TO-DO ITEM
Identify every line in the records below that contains the word "positive", and copy each of those lines in full.

--- RECORD EXTRACTS Enclosed Below ---

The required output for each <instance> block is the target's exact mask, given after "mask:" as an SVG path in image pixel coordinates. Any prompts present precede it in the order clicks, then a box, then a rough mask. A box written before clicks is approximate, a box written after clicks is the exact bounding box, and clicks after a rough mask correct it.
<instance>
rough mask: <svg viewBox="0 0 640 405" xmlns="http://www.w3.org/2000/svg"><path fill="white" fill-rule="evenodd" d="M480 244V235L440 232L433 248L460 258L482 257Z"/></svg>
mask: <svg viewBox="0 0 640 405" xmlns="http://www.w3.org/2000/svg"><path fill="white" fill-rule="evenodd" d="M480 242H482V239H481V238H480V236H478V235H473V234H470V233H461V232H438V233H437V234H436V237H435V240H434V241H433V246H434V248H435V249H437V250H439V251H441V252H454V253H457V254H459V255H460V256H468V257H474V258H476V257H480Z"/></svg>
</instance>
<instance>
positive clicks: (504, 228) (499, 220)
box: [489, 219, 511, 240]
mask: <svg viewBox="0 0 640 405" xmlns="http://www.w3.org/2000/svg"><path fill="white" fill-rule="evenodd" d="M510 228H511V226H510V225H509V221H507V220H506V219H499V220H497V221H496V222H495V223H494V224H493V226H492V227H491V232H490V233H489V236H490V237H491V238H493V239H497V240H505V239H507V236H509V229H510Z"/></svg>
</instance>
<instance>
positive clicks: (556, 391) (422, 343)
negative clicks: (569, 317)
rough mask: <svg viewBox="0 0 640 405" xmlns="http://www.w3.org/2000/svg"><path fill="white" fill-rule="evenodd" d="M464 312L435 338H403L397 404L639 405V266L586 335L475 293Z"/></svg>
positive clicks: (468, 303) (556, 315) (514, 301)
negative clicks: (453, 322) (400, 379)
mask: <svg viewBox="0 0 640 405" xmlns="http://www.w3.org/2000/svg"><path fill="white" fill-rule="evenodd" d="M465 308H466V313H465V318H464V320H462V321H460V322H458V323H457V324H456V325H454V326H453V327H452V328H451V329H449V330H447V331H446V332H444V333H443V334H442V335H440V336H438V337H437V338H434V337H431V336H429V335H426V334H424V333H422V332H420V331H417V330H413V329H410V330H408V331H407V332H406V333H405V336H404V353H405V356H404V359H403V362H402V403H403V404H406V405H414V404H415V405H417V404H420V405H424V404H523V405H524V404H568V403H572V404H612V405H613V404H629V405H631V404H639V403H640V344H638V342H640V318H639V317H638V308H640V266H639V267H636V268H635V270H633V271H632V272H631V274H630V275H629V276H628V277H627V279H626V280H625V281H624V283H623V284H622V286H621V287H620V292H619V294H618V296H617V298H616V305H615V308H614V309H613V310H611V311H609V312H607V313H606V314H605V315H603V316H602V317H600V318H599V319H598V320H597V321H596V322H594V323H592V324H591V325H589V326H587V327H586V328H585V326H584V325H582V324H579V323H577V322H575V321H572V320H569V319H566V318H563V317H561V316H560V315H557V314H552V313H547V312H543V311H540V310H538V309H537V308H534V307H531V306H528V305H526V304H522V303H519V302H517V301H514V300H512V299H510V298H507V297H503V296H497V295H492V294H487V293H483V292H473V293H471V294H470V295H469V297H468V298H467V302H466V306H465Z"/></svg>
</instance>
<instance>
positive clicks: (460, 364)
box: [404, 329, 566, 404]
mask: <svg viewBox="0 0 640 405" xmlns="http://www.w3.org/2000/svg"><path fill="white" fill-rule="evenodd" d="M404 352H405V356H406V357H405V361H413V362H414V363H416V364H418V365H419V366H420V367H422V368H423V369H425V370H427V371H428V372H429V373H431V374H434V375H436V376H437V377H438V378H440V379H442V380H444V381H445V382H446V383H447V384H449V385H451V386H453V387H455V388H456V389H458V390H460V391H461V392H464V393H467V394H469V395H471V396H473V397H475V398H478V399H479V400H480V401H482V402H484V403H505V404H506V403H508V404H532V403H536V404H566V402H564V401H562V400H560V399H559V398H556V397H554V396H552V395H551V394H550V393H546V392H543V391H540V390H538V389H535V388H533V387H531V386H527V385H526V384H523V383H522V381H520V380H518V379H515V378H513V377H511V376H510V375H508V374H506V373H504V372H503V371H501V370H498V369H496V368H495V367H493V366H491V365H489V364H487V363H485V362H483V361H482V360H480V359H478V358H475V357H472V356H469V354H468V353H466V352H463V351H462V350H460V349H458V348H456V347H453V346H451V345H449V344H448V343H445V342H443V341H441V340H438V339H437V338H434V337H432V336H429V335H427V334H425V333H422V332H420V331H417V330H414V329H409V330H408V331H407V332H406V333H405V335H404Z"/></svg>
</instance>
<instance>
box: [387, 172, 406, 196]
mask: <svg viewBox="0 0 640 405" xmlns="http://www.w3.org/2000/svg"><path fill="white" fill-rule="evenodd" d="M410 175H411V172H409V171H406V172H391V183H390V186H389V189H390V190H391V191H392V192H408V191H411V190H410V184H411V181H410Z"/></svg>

--- End of Enclosed RECORD EXTRACTS ---

TASK SOLUTION
positive clicks: (504, 228) (499, 220)
positive clicks: (556, 391) (422, 343)
positive clicks: (468, 303) (556, 315) (514, 301)
positive clicks: (460, 364)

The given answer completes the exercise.